- _FRAGMENTO PROPORCIONADO_:
┏━━

Era una pelea que no podía ganar. Que nadie puede ganar. La escritora Marta Lynch se enfrascó durante toda su vida en una lucha desigual. Y ese combate contra el tiempo, su obsesión por la propia vejez y las inevitables arrugas que regresaban tras efímeros éxitos la terminaron consumiendo. Nunca pudo evitar la angustia que la propia decrepitud le asestaba. Vivía con pánico el paso de los años.
Hay una muy buena biografía sobre su vida: La Señora Lynch. En sus páginas, Cristina Mucci cuenta que Marta les decía a sus hijos que a ella nunca la iban a ver con canas, que jamás la verían cumplir ochenta años. Se sometió en forma constante a cirugías estéticas y siguió múltiples dietas. El bisturí de los más afamados cirujanos plásticos de su época profanaron su rostro: Juri, Zelicovich, Pitanguy y varios más. En su casa estaban prohibidos los espejos. Los había vedado. No podía soportar la imagen que le devolvían.
Y una tarde no aguantó más. Los que la querían sufrieron pero no se sorprendieron. Sabían que alguna vez el teléfono sonaría y que una voz quebrada, con un eufemismo -como si eso atenuara el dolor- les daría la noticia.
El chofer de su marido pasó a buscarla para llevarla a su cita semanal con el psicólogo. Tocó un buen rato el timbre de la casona de Vicente López. Desde el despacho de su estudio jurídico Juan Manuel Lynch daba las instrucciones. Buscar un hacha, pedir ayuda al vecino. Cuando la puerta del dormitorio fue derribada, el cuadro fue previsible. Ella estaba tirada en el suelo. La camisa a cuadros y el jean que solía ponerse para escribir. La cabeza estaba apoyada en un pequeño lago rojo. La mitad de su cara estaba deformada: esa había sido tal vez su peor pesadilla. En el rodillo de la máquina de escribir un papel mecanografiado, su carta suicida dirigida a su marido: “Te amo. Te amo. Te amo pero no puedo soportar esta prisión. No puedo soportar esta vida”. Era el 8 de octubre de 1985. Marta Lynch había perdido de manera previsible la batalla contra el tiempo. Se había pegado un tiro en la sien con un arma que había comprado unos pocos días antes. Al día siguiente (en realidad esa misma tarde, en la Sexta de los vespertinos) se cumpliría su deseo y su vaticinio. La noticia de su muerte estaba en la portada de todos los diarios.

┗━━

- _CONJUNTO DE TAREAS_:
**A.** Reproduzca de forma literal el pasaje del texto sobre Marta Lynch que se abre con las palabras que contienen "Era una pelea" y se cierra con "de los años.".
**B.** Retome el texto sobre Marta Lynch y continúe su redacción a partir de la última oración.
Los datos que aparecen a continuación provienen de una fuente distinta.

- _DATOS SUMINISTRADOS_:
┏━━

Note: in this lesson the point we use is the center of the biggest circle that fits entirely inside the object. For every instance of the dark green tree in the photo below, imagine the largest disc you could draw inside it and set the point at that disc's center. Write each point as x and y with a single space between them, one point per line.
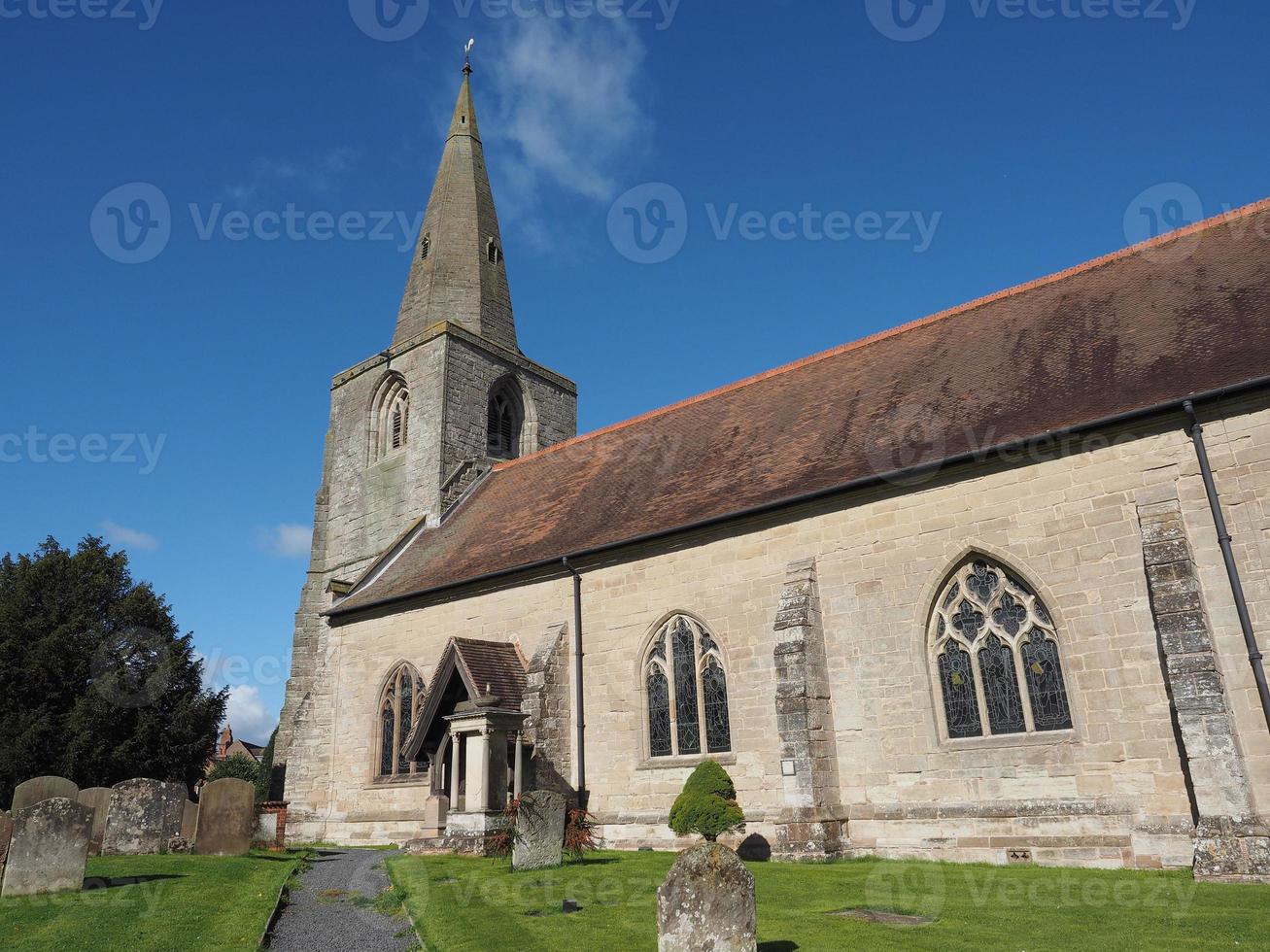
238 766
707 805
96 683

┗━━
┏━━

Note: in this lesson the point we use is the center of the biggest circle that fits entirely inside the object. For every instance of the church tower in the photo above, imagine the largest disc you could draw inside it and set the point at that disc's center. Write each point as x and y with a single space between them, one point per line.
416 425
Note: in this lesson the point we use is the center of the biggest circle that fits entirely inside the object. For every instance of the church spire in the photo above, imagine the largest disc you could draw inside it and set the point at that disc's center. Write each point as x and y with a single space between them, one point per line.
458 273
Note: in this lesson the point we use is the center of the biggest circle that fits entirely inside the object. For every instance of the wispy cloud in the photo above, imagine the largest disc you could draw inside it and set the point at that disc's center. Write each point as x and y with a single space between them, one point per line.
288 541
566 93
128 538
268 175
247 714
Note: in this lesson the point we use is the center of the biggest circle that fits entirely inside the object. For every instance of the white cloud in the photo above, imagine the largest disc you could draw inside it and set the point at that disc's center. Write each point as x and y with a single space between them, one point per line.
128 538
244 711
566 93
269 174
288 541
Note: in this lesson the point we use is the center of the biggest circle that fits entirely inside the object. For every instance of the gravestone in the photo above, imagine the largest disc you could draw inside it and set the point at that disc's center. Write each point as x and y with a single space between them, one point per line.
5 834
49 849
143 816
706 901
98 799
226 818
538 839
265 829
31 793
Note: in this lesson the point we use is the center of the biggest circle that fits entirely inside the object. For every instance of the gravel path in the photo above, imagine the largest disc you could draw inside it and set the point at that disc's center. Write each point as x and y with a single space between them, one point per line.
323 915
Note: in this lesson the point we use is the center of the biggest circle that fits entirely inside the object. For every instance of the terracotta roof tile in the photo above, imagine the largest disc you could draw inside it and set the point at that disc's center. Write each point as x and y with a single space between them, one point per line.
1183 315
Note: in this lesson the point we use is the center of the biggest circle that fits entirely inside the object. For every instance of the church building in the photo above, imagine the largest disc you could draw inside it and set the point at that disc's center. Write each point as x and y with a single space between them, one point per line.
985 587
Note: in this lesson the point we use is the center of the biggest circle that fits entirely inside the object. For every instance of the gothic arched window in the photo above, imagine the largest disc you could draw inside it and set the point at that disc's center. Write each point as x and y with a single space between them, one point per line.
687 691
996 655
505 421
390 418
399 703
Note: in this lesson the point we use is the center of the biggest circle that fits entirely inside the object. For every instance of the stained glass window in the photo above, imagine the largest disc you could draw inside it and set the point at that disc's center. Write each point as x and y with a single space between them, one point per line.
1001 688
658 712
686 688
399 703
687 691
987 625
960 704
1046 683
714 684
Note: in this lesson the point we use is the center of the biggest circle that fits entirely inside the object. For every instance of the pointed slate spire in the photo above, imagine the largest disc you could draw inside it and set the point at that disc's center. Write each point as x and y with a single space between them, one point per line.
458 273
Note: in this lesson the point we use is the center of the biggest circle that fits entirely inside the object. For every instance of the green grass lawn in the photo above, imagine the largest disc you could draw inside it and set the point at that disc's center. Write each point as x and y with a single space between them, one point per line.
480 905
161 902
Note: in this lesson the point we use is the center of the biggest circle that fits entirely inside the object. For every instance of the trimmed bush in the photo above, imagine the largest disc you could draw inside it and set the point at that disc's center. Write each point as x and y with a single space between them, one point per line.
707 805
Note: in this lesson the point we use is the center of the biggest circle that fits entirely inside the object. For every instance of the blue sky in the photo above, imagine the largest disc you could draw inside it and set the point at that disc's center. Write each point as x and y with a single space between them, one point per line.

┗━━
┏━━

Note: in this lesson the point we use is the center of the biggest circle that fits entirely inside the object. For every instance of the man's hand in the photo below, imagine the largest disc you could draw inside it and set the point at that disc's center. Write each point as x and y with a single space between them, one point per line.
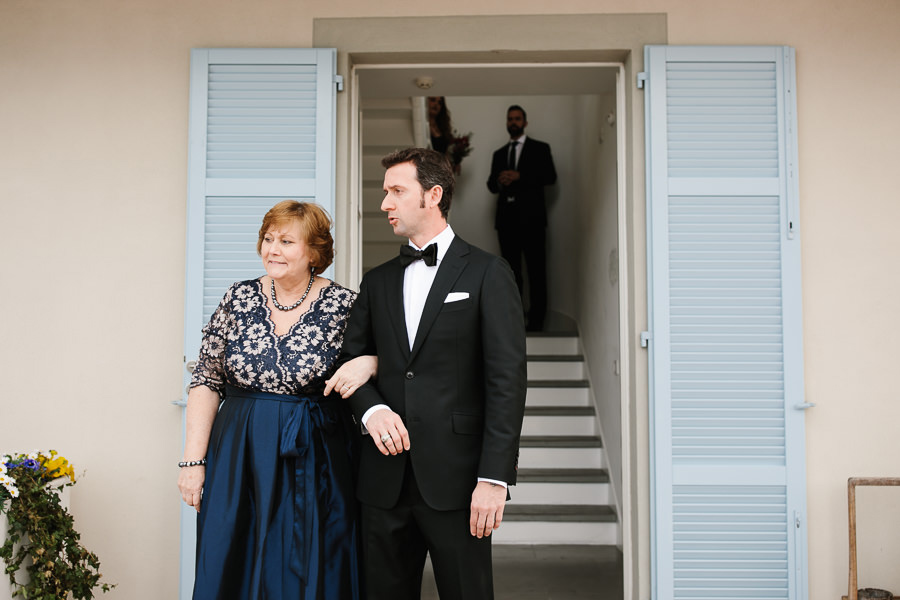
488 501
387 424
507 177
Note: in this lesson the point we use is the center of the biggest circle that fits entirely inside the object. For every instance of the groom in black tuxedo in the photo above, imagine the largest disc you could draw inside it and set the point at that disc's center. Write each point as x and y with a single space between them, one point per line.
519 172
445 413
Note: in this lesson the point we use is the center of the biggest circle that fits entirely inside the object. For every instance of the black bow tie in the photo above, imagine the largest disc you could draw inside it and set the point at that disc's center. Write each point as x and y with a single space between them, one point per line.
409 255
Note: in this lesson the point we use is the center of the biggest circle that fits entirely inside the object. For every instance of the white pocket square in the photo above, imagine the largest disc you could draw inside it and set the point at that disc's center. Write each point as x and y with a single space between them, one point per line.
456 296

┗━━

- _CONJUNTO DE RESPUESTAS_:
**A.**
Era una pelea que no podía ganar. Que nadie puede ganar. La escritora Marta Lynch se enfrascó durante toda su vida en una lucha desigual. Y ese combate contra el tiempo, su obsesión por la propia vejez y las inevitables arrugas que regresaban tras efímeros éxitos la terminaron consumiendo. Nunca pudo evitar la angustia que la propia decrepitud le asestaba. Vivía con pánico el paso de los años.

**B.**
Marta Lynch (Marta Lía Frigerio era su verdadero nombre) nació un 8 de marzo. Se supone que de hace 95 años. Sin embargo es difícil precisar en qué año nació. Ella siempre mintió su edad y no sólo en la solapa de los libros y en las entrevistas. También a amigos y a familiares. Según el momento de sus declaraciones podía llegar a quitarse entre 5 y 7 años. Su marido Juan Manuel Lynch le contó a Mucci que en una de sus primeras salidas ella le dijo que mirara bien su cara, que no se olvidara de esos rasgos porque en cualquier momento esa lozanía ya no estaría más. Con 20 años tenía conciencia plena de que la decadencia la alcanzaría. Y no supo lidiar con ese ley natural.
Con Lynch se conocieron profesionalmente. Ella fue hasta su estudio porque quería divorciarse de su primer marido. Un matrimonio breve e infeliz. La pareja se enamoró. El segundo casamiento fue veloz. Tuvieron tres hijos. Dos varones y una mujer. Enrique Lynch, su hijo filósofo y radicado desde hace casi medio siglo en España, dijo: “Ella me introdujo en la cultura. Estaba comprometida en hacer de su hijo un intelectual. Pero mi madre fue decisiva en otro sentido. Era una mujer muy inteligente, y tratarla fue, en efecto, un privilegio. Aunque era quizás demasiado lista; y eso puede ser pesado de llevar para un hijo, porque las relaciones materno-filiales, por intelectuales que se pretendan, están por fuerza trabadas por sentimientos”.
Luego de publicar algunos cuentos que pasaron desapercibidos participó en un importante concurso literario. No ganó pero el jurado recomendó la publicación de La Alfombra Roja, un libro que hablaba de la política argentina, de un líder inteligente e inescrupuloso y de una mujer fuerte (basada en su relación con Arturo Frondizi). El concurso fue ganado -merecidamente- por Sudeste de Haroldo Conti. Pero su novela, con esa promesa de revelar entresijos de los influyentes, la trastienda del poder, se convirtió en un enorme éxito. Luego publicó otra docena de libros. Muchos de los cuales llegaron al tope de la lista de best sellers. Entre ellos La Señora Ordoñez y La penúltima versión de la Colorada Villanueva. No siempre la acompañó el fervor crítico.
Tuvo muchos amoríos. Era otra de las maneras en las que desafiaba al paso del tiempo. Sus amigos cercanos certificaron varias de esas historias. Otras, contadas por ella misma, fueron puestas en duda. Su tendencia a fabular, a agrandar la realidad y hasta a desmentir lo que ella misma había afirmado poco antes, conseguían situar esas relaciones, esos encuentros furtivos en presencias nebulosas: como, tal vez, corresponde a las relaciones clandestinas.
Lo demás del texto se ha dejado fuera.